Your objective
Work through the listing below, copying each line that carries the word "trim".

=== Available data ===

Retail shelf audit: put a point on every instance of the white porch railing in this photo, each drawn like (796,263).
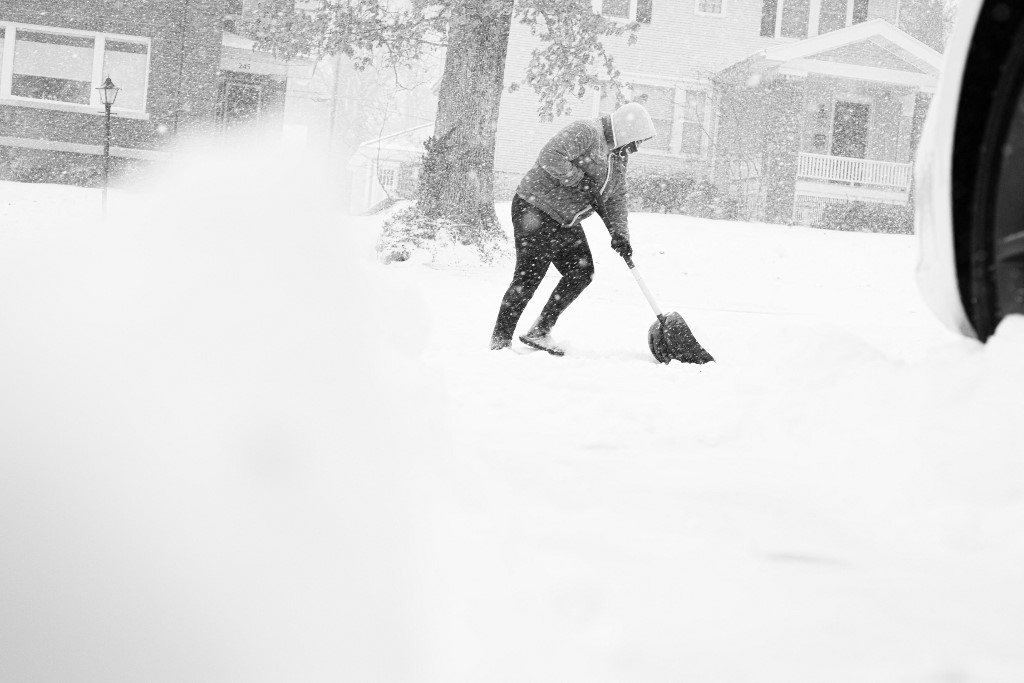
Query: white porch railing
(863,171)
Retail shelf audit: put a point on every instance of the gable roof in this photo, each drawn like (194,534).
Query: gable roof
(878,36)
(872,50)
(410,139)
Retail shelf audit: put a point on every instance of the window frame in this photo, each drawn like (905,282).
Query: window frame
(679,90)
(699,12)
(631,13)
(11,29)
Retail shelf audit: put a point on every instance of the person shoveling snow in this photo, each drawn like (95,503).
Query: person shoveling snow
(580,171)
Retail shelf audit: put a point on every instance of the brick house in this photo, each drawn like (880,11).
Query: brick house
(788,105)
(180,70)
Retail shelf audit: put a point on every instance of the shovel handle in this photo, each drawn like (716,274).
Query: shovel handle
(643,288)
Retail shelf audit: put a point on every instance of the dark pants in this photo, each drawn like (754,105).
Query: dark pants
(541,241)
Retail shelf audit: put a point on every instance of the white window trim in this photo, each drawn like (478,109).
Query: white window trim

===
=== Available data ===

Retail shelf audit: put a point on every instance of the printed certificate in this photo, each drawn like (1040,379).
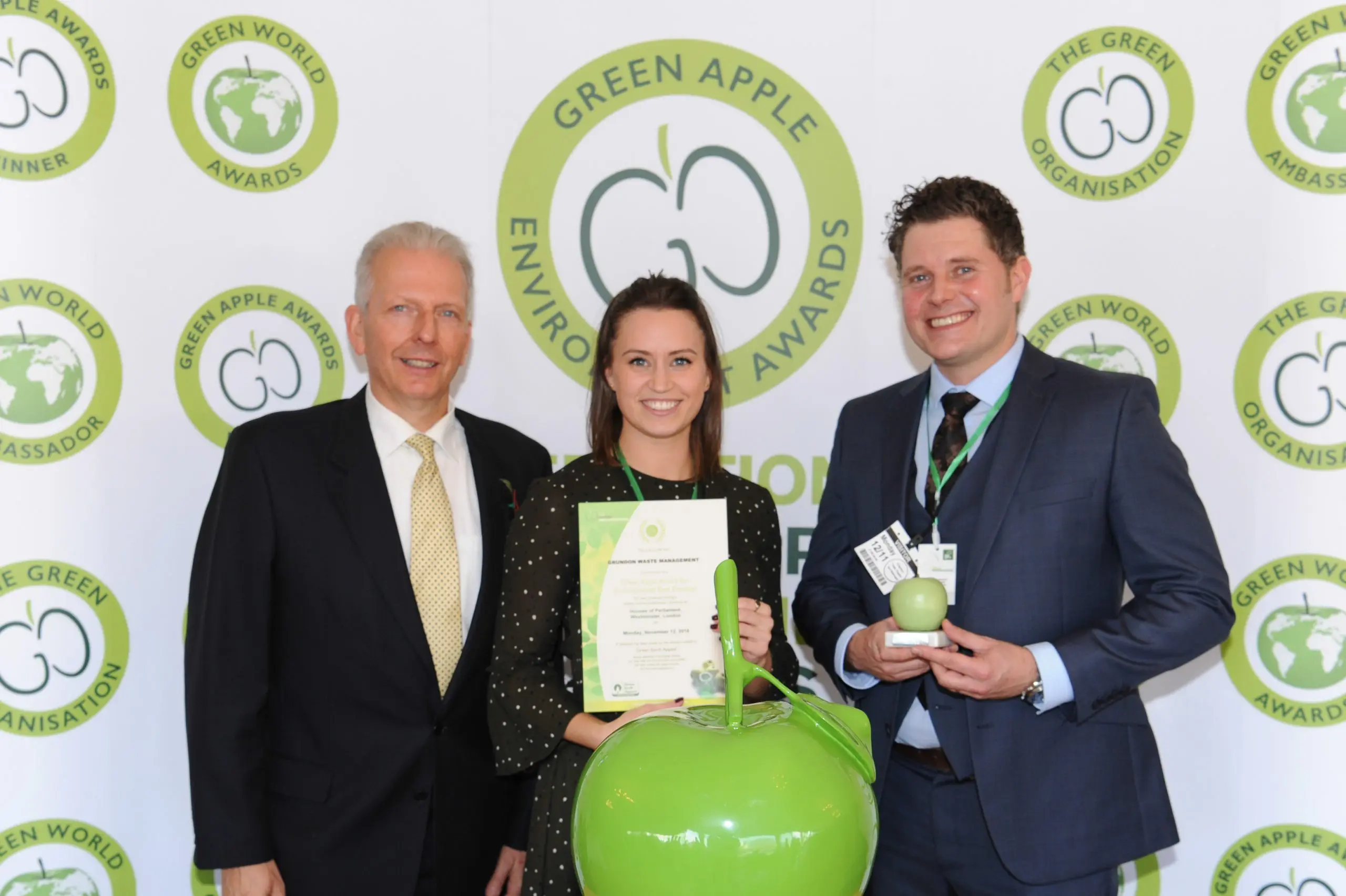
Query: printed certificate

===
=== Available data ===

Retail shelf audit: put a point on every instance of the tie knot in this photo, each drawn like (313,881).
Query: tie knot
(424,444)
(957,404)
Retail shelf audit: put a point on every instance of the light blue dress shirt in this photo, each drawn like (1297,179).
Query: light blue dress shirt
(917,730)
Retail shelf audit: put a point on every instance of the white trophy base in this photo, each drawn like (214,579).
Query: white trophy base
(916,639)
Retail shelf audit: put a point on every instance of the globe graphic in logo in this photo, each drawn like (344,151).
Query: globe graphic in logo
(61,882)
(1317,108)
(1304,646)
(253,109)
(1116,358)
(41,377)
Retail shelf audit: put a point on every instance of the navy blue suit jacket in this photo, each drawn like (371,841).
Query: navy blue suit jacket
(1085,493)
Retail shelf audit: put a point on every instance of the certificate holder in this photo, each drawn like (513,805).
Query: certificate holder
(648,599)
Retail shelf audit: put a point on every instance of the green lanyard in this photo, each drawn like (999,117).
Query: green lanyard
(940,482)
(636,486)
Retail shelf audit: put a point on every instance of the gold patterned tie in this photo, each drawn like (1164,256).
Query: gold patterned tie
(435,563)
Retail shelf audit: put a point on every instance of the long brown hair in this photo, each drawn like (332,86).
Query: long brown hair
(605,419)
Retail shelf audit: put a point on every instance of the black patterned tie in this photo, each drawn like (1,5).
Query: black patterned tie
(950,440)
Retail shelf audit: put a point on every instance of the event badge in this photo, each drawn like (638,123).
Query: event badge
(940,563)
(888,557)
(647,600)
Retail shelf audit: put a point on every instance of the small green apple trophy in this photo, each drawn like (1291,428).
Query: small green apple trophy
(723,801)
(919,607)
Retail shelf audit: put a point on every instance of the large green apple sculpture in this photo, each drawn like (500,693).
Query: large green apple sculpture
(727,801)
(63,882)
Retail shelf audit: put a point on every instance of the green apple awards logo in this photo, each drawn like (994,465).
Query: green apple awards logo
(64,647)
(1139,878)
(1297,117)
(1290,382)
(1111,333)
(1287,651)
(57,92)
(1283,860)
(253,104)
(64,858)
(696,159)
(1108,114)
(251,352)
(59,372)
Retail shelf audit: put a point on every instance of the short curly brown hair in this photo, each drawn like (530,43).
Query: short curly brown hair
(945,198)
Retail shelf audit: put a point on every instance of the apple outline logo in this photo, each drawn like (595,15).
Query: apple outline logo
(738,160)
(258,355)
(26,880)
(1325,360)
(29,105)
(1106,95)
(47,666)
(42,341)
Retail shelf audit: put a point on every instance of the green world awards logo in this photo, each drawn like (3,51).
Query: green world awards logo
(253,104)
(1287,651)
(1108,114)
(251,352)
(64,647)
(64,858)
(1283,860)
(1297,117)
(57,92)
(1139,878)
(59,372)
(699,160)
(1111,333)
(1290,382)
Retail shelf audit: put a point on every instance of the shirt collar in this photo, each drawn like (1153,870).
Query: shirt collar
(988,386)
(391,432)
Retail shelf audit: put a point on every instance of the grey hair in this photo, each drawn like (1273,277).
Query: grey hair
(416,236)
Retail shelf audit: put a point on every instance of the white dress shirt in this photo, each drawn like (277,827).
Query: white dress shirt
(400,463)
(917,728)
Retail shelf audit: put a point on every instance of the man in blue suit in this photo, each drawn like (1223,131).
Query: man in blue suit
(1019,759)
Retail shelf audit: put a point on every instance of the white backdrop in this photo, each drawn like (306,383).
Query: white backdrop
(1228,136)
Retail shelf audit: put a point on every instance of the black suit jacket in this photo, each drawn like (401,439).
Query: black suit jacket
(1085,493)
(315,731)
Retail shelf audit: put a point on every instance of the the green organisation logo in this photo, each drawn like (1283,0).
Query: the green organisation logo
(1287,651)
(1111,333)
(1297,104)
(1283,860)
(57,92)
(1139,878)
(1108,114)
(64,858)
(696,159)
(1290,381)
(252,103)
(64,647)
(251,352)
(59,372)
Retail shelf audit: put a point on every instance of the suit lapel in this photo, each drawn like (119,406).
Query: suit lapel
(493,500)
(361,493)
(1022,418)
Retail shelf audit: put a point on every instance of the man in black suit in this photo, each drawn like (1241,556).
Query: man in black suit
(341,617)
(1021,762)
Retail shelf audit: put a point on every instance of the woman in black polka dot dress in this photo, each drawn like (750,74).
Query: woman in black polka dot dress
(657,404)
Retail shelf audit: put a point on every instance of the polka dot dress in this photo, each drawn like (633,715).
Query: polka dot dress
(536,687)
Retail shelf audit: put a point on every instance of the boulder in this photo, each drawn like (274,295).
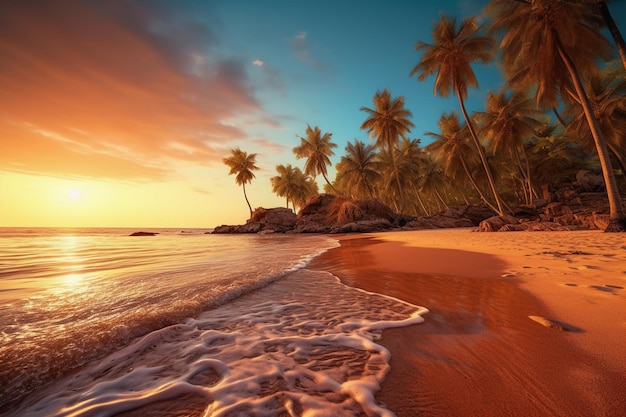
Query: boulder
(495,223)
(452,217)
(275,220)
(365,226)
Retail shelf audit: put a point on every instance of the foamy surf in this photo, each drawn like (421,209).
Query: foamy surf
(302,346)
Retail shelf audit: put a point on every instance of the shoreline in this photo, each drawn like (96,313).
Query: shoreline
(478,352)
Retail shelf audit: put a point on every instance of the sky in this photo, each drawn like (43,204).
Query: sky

===

Output for this exercise
Retail shelf audit: put a point on every instance of the white window trim in this photo, each drawn like (478,109).
Query: white window trim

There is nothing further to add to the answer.